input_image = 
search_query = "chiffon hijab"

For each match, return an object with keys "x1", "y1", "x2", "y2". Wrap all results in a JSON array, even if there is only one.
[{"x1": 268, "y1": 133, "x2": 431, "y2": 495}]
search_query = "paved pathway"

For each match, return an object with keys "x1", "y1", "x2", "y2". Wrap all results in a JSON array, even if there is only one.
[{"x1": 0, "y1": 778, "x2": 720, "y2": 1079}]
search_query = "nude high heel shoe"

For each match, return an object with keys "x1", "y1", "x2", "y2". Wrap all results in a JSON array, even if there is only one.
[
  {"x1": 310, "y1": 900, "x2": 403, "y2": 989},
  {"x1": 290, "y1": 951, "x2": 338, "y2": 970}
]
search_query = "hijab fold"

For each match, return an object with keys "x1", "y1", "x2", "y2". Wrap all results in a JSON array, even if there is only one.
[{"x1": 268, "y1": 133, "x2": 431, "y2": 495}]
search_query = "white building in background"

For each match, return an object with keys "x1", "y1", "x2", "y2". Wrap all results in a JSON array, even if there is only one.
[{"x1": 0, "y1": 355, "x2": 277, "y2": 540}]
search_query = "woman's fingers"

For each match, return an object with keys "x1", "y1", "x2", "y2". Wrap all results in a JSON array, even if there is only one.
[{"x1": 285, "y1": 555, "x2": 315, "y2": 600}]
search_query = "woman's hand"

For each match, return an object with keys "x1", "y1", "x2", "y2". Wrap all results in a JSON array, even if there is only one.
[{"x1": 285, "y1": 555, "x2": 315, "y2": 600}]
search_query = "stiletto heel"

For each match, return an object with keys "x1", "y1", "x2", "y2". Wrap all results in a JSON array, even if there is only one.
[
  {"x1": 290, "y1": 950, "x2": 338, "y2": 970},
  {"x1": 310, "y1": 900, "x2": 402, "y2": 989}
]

☆ ☆ ☆ ☆

> THE PROBLEM:
How many lines of the data above contain the word "heel"? Reply with the number alone.

> ANSWER FOR THE TASK:
2